**SOURCE DATA**.
%%

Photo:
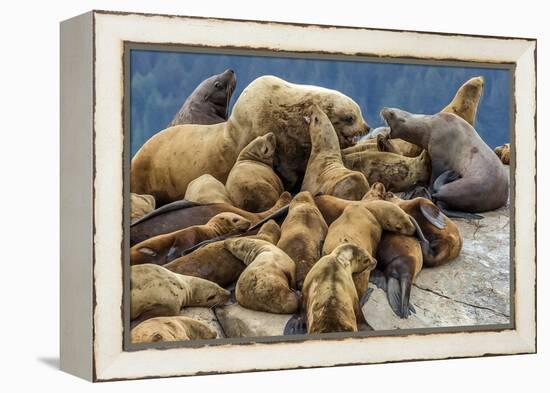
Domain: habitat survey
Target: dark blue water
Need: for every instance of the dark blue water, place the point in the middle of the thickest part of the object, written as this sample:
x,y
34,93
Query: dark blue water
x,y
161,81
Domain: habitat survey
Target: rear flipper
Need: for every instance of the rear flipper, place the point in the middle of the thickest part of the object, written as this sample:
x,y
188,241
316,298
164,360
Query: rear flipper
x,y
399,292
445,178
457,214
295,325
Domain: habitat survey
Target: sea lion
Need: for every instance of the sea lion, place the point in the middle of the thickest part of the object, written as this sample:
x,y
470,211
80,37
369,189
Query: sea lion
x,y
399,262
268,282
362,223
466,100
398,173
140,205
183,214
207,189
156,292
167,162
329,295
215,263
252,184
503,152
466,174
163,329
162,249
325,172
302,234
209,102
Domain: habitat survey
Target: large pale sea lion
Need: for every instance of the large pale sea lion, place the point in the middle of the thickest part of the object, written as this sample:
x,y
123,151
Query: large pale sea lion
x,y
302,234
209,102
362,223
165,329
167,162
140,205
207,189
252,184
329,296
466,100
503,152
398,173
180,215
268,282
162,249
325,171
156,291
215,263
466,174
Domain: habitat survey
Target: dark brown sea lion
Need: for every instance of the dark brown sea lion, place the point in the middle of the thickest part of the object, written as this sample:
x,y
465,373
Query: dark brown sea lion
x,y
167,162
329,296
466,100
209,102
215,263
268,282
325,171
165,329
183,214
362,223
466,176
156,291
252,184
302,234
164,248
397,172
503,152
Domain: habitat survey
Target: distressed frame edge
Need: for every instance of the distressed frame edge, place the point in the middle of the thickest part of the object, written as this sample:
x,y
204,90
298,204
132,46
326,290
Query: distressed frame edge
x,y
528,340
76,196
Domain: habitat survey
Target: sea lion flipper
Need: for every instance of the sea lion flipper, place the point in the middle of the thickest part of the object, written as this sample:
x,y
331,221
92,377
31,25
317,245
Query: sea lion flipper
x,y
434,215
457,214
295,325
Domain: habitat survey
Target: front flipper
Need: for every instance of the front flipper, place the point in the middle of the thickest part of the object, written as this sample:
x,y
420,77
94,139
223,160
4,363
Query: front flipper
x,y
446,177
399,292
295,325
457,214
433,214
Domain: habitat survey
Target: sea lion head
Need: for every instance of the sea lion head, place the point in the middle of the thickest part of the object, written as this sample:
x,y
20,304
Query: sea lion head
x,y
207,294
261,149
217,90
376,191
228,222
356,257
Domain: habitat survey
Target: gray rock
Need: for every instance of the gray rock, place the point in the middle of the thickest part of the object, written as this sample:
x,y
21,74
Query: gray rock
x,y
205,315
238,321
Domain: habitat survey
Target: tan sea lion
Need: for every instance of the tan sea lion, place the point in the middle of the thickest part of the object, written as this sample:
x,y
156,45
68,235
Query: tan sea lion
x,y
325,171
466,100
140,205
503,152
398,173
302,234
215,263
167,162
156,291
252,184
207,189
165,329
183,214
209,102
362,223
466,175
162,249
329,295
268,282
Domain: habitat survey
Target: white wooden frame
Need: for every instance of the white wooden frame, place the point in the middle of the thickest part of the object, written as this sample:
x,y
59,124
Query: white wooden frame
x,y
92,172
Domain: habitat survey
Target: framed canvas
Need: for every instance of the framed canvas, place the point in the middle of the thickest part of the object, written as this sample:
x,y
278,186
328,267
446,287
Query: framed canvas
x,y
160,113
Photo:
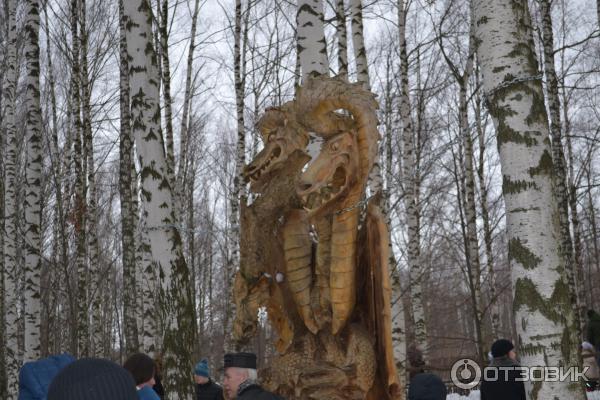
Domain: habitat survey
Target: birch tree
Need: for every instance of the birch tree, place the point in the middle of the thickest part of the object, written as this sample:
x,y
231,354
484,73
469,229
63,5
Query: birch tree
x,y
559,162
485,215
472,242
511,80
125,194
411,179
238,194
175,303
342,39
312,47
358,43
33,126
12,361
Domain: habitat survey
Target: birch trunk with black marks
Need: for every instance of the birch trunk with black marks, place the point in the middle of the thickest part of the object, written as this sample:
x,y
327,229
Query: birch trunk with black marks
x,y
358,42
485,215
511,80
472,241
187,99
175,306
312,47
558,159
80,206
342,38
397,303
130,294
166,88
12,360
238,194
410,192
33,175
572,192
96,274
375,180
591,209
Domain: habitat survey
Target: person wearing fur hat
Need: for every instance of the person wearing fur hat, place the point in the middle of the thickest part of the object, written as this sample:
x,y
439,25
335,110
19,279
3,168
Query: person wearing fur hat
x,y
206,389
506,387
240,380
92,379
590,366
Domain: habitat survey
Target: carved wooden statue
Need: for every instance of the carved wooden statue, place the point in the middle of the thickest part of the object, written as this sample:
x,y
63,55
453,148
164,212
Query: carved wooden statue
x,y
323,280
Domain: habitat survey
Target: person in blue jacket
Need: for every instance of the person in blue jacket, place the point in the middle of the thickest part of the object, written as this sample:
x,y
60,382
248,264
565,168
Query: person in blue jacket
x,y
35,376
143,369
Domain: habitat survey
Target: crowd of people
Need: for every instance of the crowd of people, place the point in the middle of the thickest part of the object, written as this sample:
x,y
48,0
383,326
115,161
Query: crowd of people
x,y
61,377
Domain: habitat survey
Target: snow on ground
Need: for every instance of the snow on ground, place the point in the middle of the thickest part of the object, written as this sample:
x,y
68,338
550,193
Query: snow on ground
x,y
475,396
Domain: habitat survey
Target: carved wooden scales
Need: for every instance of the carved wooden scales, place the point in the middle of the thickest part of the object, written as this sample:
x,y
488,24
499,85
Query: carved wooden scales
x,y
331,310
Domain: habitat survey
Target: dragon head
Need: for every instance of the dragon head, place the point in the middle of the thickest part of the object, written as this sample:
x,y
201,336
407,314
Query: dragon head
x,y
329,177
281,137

%%

**WHAT IS EXPECTED**. Copy all the lines of data exactly as they appear, dropping any images.

**FINAL RESULT**.
Photo:
Domain: habitat survey
Target: dark blue water
Need: for every instance of the dark blue water, place the point in the middle of the thickest part of the object, written as this sample:
x,y
34,93
Query: dark blue water
x,y
161,81
Domain: habitat survey
Target: rear flipper
Need: for every instance of the rear flipper, place the point in the middle of the thickest part of the object, written as this sample:
x,y
188,241
316,298
164,360
Query: rear flipper
x,y
399,292
445,178
457,214
295,325
Domain: habitat survey
Target: sea lion
Need: for every instance of the sea lion, place the point in the middle of the thickest part of the object, written as this sample:
x,y
470,211
80,37
369,189
Query: sea lion
x,y
399,262
268,282
362,223
466,100
398,173
140,205
183,214
207,189
156,292
167,162
329,295
215,263
252,184
503,152
466,174
163,329
162,249
325,172
302,234
209,102
Domain: habitat survey
Target: large pale sea lion
Need: for every instance of the large pale sea lion, place the point in the middle of the thickest part of the object, written as this sample:
x,y
123,151
Query: large pale sea lion
x,y
302,234
209,102
362,223
165,329
167,162
140,205
207,189
252,184
329,296
466,100
503,152
398,173
180,215
268,282
162,249
325,171
156,291
215,263
466,174
Domain: habitat survey
Target: dark brown sea lion
Need: for every instance of the dark brown sea lion, place the point in the middle of the thickest part of the object, written as this sample:
x,y
465,373
Query: dark brown sea lion
x,y
167,162
329,296
466,100
209,102
215,263
268,282
325,171
165,329
183,214
362,223
466,176
156,291
252,184
302,234
164,248
397,172
503,152
Domain: habitat survey
Target: distressed frame edge
Need: for every instance of the distressed frame edge, place the point in the middle of the thickest part of the object, written as this sample:
x,y
204,90
298,204
132,46
326,290
Query: distressed frame edge
x,y
528,340
76,196
Domain: habitat survey
Target: sea lion flipper
Need: for every instance of the sea lion flipper, place the point in the middle of the thickest part of the object, written as this sample:
x,y
331,221
92,377
31,25
317,245
Query: sea lion flipper
x,y
434,215
457,214
295,325
Domain: habitat survey
Target: front flipper
Need: for every instance of the front flipper, place the point in the middle of the thickest part of the object, written as this sample:
x,y
420,77
94,139
223,160
4,363
Query: front flipper
x,y
446,177
399,292
295,325
457,214
433,214
Domain: habitat survey
Target: sea lion head
Need: for every instance of the sea lion head, place the point in the middle of the thickest part of the object, written as this sample:
x,y
20,304
Query: sea lion head
x,y
207,294
261,149
217,90
376,191
228,222
356,257
Domain: habitat survey
Target: gray rock
Need: for every instance of the gray rock, place the point in the middle of the thickest part of the object, written as this sample:
x,y
21,74
Query: gray rock
x,y
205,315
238,321
Domain: habitat survey
Target: tan sea lion
Need: for every instance of the tan sea lion, place the point in the middle of the thickest part of the object, written as this sample:
x,y
156,45
68,235
Query: tan sea lion
x,y
325,171
466,100
140,205
503,152
398,173
302,234
215,263
167,162
156,291
252,184
207,189
165,329
183,214
209,102
362,223
466,175
162,249
329,295
268,282
Domain: habitat survey
Target: white wooden frame
Need: for every instance of the white wooden frame, place the point in the middle of the thickest part of the object, written as this sample:
x,y
59,124
Query: white wooden frame
x,y
92,172
Domain: habitat survey
Target: framed canvas
Need: for every instance of the framed canvas, place the point in the middle of the thickest part of the object, written as this sample:
x,y
278,186
328,267
446,287
Query: framed canvas
x,y
160,113
Photo:
Domain: habitat survey
Target: birch tree
Need: for every instance of the birch tree, place the point in the middle of the thickest part of the object, written as this sample:
x,y
231,354
484,73
469,229
63,5
Query: birch tree
x,y
559,162
485,215
472,242
511,80
125,194
411,179
238,194
175,303
342,39
312,47
358,43
33,126
12,361
Domain: habitat survey
Target: birch trunk with black marks
Need: for every instance of the birch trunk with black marks, place the point in the middle of the thickest part of the object, written as this sample:
x,y
327,229
Query: birch trunk with black marks
x,y
358,42
485,215
511,80
472,241
187,99
175,306
312,47
558,159
80,206
342,38
397,303
130,294
166,88
12,360
238,194
410,192
33,175
572,192
96,274
375,180
591,209
Domain: habitat survey
Target: person wearing fur hat
Need: for every instance of the person wearing fur hat, place the point in the middle of the thickest part of the object, written as this sample:
x,y
439,25
335,110
19,279
3,168
Query: person wearing fur hat
x,y
206,389
506,387
240,380
92,379
590,366
Domain: habitat survey
Target: carved wooden statue
Need: for every instance of the carved wooden statue, place the point in the middle of the thickest part of the object, written as this sample:
x,y
63,55
453,148
164,212
Query: carved wooden statue
x,y
323,280
Domain: habitat survey
Target: person in blue jacket
Need: for every instance of the person in blue jacket, place the point in the middle of the thickest part of the object, written as this sample:
x,y
60,382
248,264
565,168
Query: person in blue jacket
x,y
35,376
143,369
Domain: habitat survey
Target: crowd of people
Need: for every instance of the crowd of people, place the point in the middle of the thickest part of the object, written as this sample:
x,y
48,0
383,326
115,161
Query: crowd of people
x,y
61,377
Domain: habitat survey
Target: snow on ground
Need: for every instance of the snow on ground, place the point in the middle of the thickest part of the object, written as this sample:
x,y
68,338
550,193
Query: snow on ground
x,y
475,396
Domain: habitat survey
Target: carved wooden scales
Need: for every instance of the carved wooden scales, place the point in the middle of the thickest part of the object, written as this sample:
x,y
488,24
499,85
Query: carved wooden scales
x,y
331,310
Domain: habitat survey
Target: dragon head
Need: for every instance of the dragon head, place the point in the middle of the thickest part of the object, written as this sample:
x,y
201,336
407,314
Query: dragon head
x,y
329,177
281,137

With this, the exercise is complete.